- **What you will do**: Each record below should appear again exactly as written.

Region pointing data
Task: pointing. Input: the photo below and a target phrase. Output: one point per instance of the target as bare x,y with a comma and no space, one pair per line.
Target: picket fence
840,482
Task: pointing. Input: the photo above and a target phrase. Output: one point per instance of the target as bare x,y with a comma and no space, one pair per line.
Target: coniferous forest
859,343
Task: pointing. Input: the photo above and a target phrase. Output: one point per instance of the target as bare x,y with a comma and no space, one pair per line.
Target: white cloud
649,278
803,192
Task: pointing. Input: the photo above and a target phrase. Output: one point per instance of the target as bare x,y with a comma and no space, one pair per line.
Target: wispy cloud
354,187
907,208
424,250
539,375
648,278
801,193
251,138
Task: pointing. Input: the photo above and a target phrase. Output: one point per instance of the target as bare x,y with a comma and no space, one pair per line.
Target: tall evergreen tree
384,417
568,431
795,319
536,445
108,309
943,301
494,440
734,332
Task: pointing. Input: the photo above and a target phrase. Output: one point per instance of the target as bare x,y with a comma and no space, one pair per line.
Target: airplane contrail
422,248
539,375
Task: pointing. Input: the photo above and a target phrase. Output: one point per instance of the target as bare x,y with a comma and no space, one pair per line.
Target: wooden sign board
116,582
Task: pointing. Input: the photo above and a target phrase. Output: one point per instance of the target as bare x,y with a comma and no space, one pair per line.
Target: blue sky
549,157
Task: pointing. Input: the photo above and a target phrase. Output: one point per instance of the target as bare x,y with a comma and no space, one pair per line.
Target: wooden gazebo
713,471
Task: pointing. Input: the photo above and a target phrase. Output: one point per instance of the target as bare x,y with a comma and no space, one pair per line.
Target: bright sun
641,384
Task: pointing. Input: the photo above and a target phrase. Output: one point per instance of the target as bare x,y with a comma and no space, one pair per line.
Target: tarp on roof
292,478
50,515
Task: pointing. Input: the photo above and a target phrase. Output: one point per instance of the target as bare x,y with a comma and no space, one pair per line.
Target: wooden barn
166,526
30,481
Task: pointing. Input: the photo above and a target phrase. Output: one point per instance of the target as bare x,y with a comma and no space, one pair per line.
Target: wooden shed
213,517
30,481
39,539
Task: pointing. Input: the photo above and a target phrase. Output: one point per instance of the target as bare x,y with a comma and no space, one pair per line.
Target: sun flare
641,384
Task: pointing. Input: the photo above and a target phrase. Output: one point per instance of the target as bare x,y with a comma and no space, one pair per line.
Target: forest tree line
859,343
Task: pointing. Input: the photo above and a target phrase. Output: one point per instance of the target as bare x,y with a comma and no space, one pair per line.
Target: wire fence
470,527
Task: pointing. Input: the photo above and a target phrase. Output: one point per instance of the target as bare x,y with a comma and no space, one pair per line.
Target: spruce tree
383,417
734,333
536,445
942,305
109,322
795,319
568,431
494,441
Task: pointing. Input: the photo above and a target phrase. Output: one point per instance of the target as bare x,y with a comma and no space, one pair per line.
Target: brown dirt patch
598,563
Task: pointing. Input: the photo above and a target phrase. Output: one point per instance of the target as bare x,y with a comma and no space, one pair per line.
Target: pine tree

- **Task solution**:
Task: pointing. Input: the photo below and a target phrase. Output: one point per instance of the target as bare x,y with a comma and no space, one pair per line.
Target: picket fence
840,482
Task: pointing. Input: the photo above and a target phrase. Output: one point per instance of the target as bare x,y with a comma and no space, one pair per line.
Target: coniferous forest
859,343
Task: pointing. Input: the photo above and a target phrase. Output: one point per instance of the target as bare x,y with a comma and no space, one pair per line.
Target: white cloud
649,278
803,192
Task: pointing. Input: the photo above and a target phrase. Output: one point per instance of the target as bare x,y with a comma and no space, one pair per line.
Target: wispy cloud
354,187
907,208
424,250
539,375
648,278
801,193
251,138
Task: pointing. Input: the photo above and a target phrase. Output: one point per instance of the target as bare x,y with a comma and no space, one pair per line.
Target: tall evergreen tree
384,417
568,431
795,319
536,445
108,309
943,301
494,440
734,332
Task: pointing. Input: the photo above and a target phrase. Output: one point per instance of the target as bare x,y with a comma and no space, one pair per line.
Target: airplane contrail
422,248
539,375
Task: pointing. Input: the photo above and a target phrase. Output: one point per instance of the target as bare x,y with a comma and no space, one pair per line.
Target: wooden sign board
116,582
Task: pointing. Input: the photo above and a target phrase. Output: one point per instance of the target as bare x,y with a comma and no space, one pair per line.
Target: blue sky
549,157
Task: pointing. Input: the photo above and a target phrase. Output: one point per instance of the target as bare x,y with a comma and no space, one pair per line.
Target: wooden gazebo
713,471
Task: pointing. Input: the photo above and a target phrase. Output: one point per instance of the target as bare x,y with a comma and no space, one pair per line.
Target: bright sun
641,384
Task: pointing. Input: the photo above and a target phrase. Output: one point per instance of the target as bare x,y with a comma and no space, one pair per line.
Target: tarp on roof
292,478
50,515
Task: pointing. Input: the photo above and a target phrase. Output: one point per instance of the target as bare x,y with a comma and no space, one pair per line.
Target: wooden barn
166,526
30,481
Task: pointing. Input: the photo above and a target phrase. Output: one point per instance of the target as bare x,y with a comma and no space, one pair per line.
Target: wooden shed
213,517
30,481
39,539
Task: pointing. Input: the photo above and a target phrase. Output: one point per instance of the target as bare x,y with a comma and no space, one pair per line.
Target: sun flare
641,384
Task: pointing. Input: the photo above and a target phrase. Output: one point per instance of the target as bare x,y with a comma and no space, one pair per line.
Target: forest tree line
859,343
Task: pointing. Input: the photo above and a target phrase. Output: one point per instance of the target as bare x,y with a comma and no space, one pair per line.
Target: wire fence
470,527
Task: pointing. Input: the photo above and a target phrase. Output: one point per instance of the target as bare x,y with a comma and no space, one pair per line.
Target: spruce tree
383,417
734,333
536,445
942,305
109,322
795,319
568,431
494,441
Task: pointing. Input: the photo above and a target phrase. Output: one point per instance of the target as bare x,y with a comma and no space, one pair per line.
Target: brown dirt patch
598,563
Task: pointing. Input: the photo above and a target phrase. Output: one point per instance of the target as bare x,y with a comma and no space, one pair per line.
Target: pine tree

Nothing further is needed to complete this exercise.